▶ _WORK TO COMPLETE_: Return the lines from the one with "Target: man wearing flat cap" up to and including the one with "MULTIPOLYGON (((348 144, 348", character for character, and nothing else.

▶ _RECORD LIST_:
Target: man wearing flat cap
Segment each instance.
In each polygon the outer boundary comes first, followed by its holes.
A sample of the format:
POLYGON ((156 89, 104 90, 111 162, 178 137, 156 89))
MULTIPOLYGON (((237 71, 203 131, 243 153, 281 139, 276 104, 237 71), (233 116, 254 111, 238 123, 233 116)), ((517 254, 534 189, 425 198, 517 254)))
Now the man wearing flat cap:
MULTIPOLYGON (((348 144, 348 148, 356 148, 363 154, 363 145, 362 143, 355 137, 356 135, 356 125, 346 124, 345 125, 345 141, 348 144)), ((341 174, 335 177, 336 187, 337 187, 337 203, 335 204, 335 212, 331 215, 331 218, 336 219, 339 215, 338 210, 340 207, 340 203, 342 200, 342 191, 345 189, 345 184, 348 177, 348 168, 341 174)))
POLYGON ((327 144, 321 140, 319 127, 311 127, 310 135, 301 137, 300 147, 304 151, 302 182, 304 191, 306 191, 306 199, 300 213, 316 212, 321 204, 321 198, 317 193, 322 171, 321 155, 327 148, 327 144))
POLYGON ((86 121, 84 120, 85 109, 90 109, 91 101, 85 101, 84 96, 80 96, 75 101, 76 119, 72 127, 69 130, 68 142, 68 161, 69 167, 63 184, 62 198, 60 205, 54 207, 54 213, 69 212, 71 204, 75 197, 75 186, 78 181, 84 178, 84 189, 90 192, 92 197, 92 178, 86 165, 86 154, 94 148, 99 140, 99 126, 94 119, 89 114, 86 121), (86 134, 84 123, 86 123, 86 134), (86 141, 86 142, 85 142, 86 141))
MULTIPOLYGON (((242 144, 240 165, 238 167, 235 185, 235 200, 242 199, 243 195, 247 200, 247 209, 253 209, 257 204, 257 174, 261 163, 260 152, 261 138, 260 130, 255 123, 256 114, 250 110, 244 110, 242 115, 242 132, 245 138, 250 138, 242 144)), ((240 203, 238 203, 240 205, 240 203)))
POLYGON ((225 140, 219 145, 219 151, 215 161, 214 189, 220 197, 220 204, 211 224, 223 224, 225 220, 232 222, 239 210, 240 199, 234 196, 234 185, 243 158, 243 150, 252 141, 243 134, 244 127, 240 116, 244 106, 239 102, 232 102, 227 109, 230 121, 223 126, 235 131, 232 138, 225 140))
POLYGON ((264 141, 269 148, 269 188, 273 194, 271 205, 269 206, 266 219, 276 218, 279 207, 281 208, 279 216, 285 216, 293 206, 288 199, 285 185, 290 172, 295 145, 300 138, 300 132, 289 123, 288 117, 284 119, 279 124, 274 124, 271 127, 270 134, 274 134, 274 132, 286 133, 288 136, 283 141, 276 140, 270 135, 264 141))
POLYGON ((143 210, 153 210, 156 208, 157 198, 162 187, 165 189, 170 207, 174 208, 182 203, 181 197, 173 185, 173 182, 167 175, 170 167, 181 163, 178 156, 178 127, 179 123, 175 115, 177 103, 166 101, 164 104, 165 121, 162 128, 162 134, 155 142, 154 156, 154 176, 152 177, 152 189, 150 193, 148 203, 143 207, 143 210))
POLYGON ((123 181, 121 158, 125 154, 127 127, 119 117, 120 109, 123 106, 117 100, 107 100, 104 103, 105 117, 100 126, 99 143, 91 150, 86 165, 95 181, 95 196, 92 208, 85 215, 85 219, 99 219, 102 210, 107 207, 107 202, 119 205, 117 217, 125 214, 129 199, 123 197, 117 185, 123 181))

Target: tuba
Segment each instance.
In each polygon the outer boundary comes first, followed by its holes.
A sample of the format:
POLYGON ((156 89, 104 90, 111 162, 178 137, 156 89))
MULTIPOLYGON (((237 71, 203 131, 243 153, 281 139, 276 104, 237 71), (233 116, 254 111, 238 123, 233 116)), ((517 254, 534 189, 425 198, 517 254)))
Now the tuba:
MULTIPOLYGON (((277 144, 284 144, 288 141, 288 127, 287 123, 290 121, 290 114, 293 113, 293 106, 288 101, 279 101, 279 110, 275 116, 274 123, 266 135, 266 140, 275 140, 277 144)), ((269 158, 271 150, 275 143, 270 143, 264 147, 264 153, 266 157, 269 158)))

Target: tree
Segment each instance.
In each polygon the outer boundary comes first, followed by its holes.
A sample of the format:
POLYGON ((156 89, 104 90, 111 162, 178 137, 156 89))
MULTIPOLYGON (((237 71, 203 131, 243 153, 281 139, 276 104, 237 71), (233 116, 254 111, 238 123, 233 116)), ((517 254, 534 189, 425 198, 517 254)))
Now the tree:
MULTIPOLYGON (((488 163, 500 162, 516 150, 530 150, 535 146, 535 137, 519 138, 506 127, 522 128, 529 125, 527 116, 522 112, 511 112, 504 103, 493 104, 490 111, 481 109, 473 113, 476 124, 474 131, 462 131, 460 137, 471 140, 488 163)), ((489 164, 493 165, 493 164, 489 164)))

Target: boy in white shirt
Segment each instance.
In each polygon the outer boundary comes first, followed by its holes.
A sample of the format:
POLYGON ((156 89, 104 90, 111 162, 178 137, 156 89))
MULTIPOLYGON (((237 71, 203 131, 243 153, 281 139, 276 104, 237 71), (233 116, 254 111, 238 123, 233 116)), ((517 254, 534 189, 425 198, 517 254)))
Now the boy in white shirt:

==

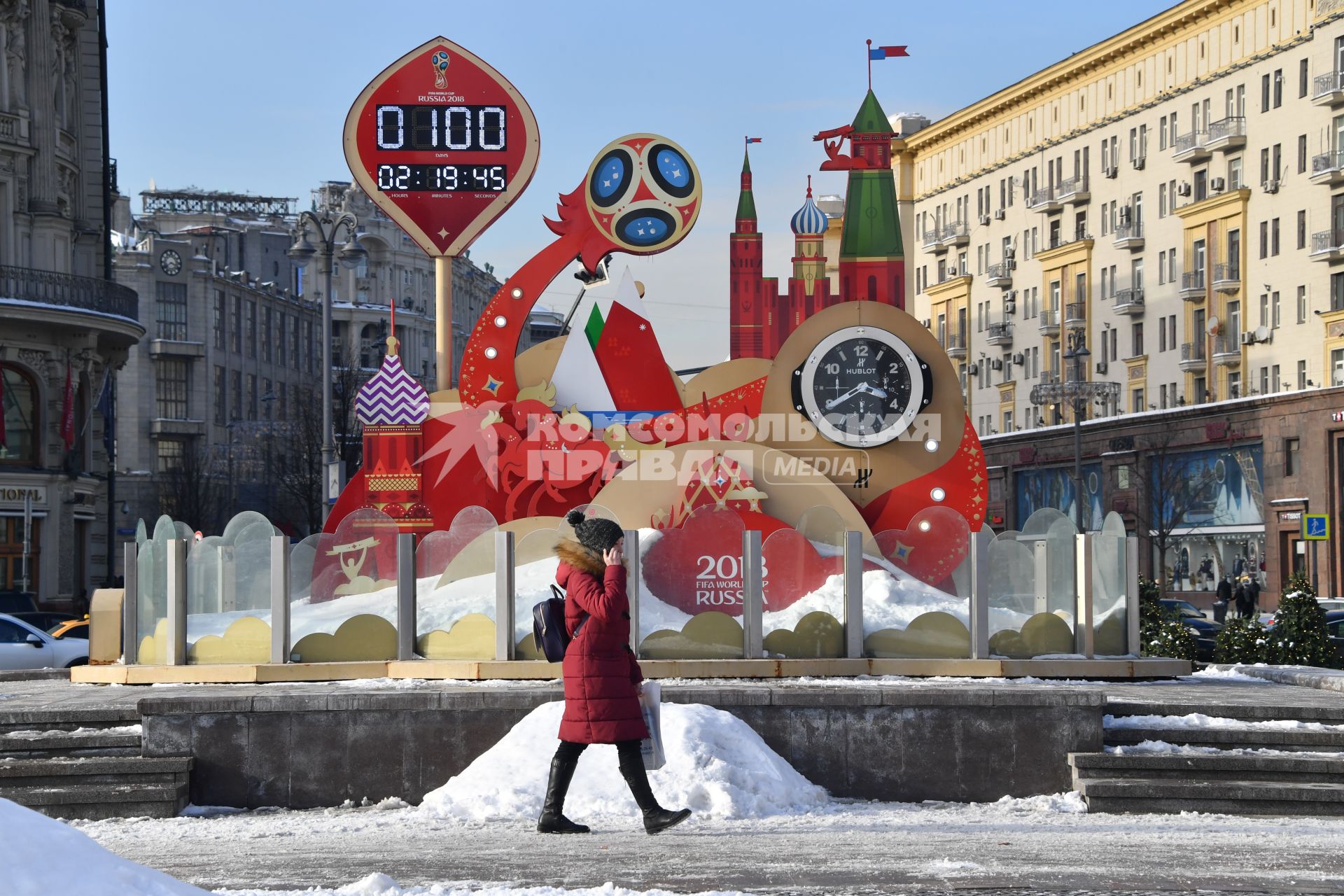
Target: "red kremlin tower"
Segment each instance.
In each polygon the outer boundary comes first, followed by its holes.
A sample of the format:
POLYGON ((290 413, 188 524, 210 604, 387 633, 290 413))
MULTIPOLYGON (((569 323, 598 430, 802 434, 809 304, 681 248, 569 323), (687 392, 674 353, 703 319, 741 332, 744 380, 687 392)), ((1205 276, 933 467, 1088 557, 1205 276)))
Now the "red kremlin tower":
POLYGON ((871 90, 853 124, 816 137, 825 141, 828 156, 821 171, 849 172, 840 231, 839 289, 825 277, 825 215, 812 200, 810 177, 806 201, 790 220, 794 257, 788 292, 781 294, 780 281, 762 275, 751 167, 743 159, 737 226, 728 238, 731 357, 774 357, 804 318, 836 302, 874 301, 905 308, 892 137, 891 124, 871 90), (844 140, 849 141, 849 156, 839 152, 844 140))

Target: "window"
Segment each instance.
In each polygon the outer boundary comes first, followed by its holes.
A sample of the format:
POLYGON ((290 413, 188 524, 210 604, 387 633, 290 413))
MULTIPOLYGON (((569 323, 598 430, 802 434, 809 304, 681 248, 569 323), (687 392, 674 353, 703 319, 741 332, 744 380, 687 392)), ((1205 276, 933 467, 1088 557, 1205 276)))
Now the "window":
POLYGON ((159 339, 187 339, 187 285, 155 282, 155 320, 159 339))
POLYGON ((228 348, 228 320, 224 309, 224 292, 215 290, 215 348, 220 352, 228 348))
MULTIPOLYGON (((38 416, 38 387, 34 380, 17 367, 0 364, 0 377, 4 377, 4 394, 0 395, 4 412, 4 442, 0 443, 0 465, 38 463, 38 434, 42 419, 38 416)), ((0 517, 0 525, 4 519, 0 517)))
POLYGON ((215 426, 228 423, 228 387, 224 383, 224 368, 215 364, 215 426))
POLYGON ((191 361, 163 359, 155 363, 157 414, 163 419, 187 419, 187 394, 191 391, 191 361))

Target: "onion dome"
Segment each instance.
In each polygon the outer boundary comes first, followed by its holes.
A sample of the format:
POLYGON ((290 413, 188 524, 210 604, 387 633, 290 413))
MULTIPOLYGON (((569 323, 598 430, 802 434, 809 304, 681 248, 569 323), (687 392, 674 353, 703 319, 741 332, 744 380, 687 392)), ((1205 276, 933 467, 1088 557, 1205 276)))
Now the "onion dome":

...

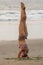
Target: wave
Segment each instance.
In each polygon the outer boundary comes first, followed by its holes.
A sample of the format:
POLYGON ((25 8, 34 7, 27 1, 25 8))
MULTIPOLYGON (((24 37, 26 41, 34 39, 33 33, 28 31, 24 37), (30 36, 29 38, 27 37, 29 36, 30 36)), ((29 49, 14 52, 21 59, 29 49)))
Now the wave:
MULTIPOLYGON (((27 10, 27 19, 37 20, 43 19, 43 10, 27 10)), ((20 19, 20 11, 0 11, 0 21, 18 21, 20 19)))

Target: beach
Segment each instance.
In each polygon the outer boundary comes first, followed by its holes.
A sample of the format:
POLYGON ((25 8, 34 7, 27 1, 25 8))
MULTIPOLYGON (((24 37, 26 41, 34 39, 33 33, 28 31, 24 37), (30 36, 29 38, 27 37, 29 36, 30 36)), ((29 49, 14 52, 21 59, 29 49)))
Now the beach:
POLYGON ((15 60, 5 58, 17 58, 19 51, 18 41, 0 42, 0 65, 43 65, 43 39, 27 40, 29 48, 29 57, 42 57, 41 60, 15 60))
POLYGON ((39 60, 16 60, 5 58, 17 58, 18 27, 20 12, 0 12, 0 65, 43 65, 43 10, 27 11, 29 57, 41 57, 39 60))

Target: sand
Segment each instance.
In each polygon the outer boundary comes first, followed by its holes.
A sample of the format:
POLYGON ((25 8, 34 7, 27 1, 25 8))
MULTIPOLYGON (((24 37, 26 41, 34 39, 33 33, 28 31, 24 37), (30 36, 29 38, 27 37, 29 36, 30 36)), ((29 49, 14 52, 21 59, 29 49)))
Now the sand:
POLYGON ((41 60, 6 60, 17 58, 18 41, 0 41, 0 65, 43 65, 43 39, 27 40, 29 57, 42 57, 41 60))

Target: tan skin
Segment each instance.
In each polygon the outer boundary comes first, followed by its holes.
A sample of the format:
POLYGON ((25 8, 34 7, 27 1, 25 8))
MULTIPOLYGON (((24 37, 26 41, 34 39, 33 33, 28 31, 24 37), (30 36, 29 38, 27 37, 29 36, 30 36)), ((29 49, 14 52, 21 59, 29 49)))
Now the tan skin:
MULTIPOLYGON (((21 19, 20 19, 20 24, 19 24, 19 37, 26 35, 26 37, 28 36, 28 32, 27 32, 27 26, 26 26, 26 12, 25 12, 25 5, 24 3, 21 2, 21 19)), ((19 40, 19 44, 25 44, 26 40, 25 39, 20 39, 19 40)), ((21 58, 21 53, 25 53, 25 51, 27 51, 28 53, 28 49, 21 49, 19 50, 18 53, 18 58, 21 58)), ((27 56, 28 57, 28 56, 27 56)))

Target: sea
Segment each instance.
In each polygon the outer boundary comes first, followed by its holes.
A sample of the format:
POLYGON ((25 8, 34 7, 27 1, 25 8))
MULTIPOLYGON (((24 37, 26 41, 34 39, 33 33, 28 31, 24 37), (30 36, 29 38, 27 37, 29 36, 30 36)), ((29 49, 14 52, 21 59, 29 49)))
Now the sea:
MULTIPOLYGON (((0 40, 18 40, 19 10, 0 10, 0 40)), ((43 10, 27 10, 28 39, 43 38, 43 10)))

▶ _TASK RESPONSE_:
Target: man wearing flat cap
Segment each instance.
In each polygon the outer boundary comes first, followed by its holes.
A sample of the format:
POLYGON ((156 89, 104 90, 111 162, 178 137, 156 89))
MULTIPOLYGON (((237 71, 203 131, 243 153, 281 139, 276 104, 237 71), (233 116, 254 111, 238 123, 233 116)), ((517 254, 534 189, 425 198, 517 254)))
Now the man wearing flat cap:
MULTIPOLYGON (((348 144, 348 148, 356 148, 363 154, 363 145, 362 143, 355 137, 356 135, 356 125, 346 124, 345 125, 345 141, 348 144)), ((341 174, 335 177, 336 187, 337 187, 337 203, 335 204, 335 212, 331 215, 331 218, 336 219, 339 215, 338 210, 340 207, 340 203, 342 200, 342 191, 345 189, 345 184, 348 177, 348 168, 341 174)))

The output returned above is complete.